### Objective
Put each line of the listing below into a Markdown table with two columns, Row and Line, giving every line its own row number and skipping any blank lines. Leave the pictures out of the table.

* * * * * * *

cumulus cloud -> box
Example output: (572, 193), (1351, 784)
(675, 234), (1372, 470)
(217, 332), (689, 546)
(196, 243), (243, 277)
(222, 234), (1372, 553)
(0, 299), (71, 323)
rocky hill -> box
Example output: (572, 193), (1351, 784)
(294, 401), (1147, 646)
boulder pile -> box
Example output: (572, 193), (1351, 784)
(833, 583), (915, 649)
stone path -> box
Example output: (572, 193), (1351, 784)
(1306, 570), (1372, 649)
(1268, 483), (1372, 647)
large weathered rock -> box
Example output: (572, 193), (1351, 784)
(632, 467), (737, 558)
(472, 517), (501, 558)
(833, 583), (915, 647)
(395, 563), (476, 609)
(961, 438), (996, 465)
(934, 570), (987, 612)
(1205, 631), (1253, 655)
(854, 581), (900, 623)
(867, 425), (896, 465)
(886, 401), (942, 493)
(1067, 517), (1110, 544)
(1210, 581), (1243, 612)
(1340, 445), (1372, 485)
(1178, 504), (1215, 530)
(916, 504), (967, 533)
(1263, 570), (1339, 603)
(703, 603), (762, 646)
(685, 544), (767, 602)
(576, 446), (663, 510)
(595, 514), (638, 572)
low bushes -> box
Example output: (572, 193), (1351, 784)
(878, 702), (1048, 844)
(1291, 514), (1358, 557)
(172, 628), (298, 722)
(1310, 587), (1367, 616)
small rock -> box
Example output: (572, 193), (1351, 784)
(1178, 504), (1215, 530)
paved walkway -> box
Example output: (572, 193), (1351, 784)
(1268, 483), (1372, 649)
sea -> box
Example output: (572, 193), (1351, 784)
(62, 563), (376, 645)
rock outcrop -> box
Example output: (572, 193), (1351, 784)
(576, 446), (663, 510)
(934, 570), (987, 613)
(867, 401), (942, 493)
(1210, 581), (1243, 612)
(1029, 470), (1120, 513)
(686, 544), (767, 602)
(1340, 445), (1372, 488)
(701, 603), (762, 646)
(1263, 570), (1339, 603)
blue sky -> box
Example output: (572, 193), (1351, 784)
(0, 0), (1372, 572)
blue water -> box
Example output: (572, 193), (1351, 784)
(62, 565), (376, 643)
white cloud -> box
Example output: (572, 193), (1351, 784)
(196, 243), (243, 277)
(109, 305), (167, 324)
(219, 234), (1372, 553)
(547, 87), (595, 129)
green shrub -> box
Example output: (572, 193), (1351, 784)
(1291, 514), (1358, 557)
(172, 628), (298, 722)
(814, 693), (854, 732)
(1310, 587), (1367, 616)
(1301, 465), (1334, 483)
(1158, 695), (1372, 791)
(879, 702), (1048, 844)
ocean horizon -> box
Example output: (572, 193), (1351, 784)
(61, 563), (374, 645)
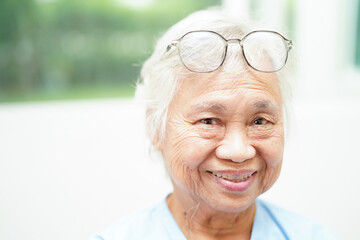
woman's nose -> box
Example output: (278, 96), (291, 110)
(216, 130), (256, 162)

* * * * * * *

### Solution to the problem
| Row | Line |
|---|---|
| 1 | cumulus cloud -> box |
| 2 | Example output: (572, 193), (1351, 784) |
| 3 | (675, 234), (1372, 470) |
| 4 | (217, 332), (689, 546) |
| 5 | (196, 243), (243, 277) |
| 6 | (222, 234), (1372, 553) |
| 7 | (0, 299), (71, 323) |
| 8 | rocky hill -> box |
| 9 | Example output: (572, 193), (1351, 784) |
| 10 | (294, 401), (1147, 646) |
| 11 | boulder pile -> box |
| 12 | Example output: (572, 193), (1351, 784) |
| 13 | (833, 583), (915, 649) |
| 14 | stone path -> box |
| 15 | Example output: (572, 193), (1351, 784) |
| 16 | (1306, 570), (1372, 649) |
| 17 | (1268, 483), (1372, 647) |
| 18 | large weathered rock -> box |
| 19 | Example output: (572, 193), (1351, 784) |
| 20 | (632, 467), (737, 558) |
| 21 | (472, 517), (501, 558) |
| 22 | (833, 583), (915, 647) |
| 23 | (395, 563), (476, 609) |
| 24 | (961, 438), (996, 465) |
| 25 | (934, 570), (987, 612) |
| 26 | (1205, 631), (1253, 655) |
| 27 | (854, 581), (900, 623) |
| 28 | (867, 425), (896, 465) |
| 29 | (886, 401), (942, 493) |
| 30 | (1067, 517), (1110, 544) |
| 31 | (1210, 581), (1243, 612) |
| 32 | (1340, 445), (1372, 485) |
| 33 | (1178, 504), (1215, 530) |
| 34 | (916, 504), (967, 533) |
| 35 | (1263, 570), (1339, 603) |
| 36 | (703, 603), (762, 646) |
| 37 | (685, 544), (767, 602) |
| 38 | (576, 446), (663, 510) |
| 39 | (595, 514), (638, 572) |
| 40 | low bushes -> box |
| 41 | Example output: (572, 193), (1351, 784) |
| 42 | (878, 702), (1048, 844) |
| 43 | (1291, 514), (1358, 557) |
| 44 | (172, 628), (298, 722) |
| 45 | (1310, 587), (1367, 616) |
| 46 | small rock -> box |
| 47 | Example output: (572, 193), (1351, 784) |
| 48 | (1178, 504), (1215, 530) |
| 49 | paved walkway -> box |
| 50 | Example output: (572, 193), (1351, 784) |
| 51 | (1268, 483), (1372, 649) |
| 52 | sea -> box |
| 53 | Example output: (572, 193), (1351, 784) |
| 54 | (62, 563), (376, 645) |
| 55 | rock outcrop -> box |
| 56 | Example output: (572, 193), (1351, 784) |
| 57 | (576, 446), (663, 510) |
| 58 | (934, 570), (987, 613) |
| 59 | (867, 401), (942, 493) |
| 60 | (1210, 581), (1243, 612) |
| 61 | (1029, 470), (1120, 513) |
| 62 | (686, 544), (767, 602) |
| 63 | (1340, 445), (1372, 488) |
| 64 | (701, 603), (762, 646) |
| 65 | (1263, 570), (1339, 603) |
| 66 | blue sky -> box |
| 67 | Example output: (572, 193), (1351, 784) |
| 68 | (0, 0), (1372, 572) |
| 69 | blue water -> box |
| 70 | Example output: (572, 193), (1351, 784) |
| 71 | (62, 565), (376, 643) |
| 72 | white cloud -> box |
| 73 | Example output: (572, 193), (1351, 784) |
| 74 | (196, 243), (243, 277) |
| 75 | (109, 305), (167, 324) |
| 76 | (219, 234), (1372, 553) |
| 77 | (547, 87), (595, 129) |
| 78 | green shrub -> box |
| 79 | Example output: (572, 193), (1351, 784) |
| 80 | (1291, 514), (1358, 557) |
| 81 | (172, 628), (298, 722) |
| 82 | (814, 693), (854, 732) |
| 83 | (1310, 587), (1367, 616) |
| 84 | (1301, 465), (1334, 483) |
| 85 | (1158, 695), (1372, 791) |
| 86 | (879, 702), (1048, 844) |
| 87 | ocean horizon -> box |
| 88 | Example output: (572, 193), (1351, 784) |
| 89 | (61, 563), (374, 645) |
| 90 | woman's nose -> box |
| 91 | Example output: (278, 96), (291, 110) |
| 92 | (216, 130), (256, 162) |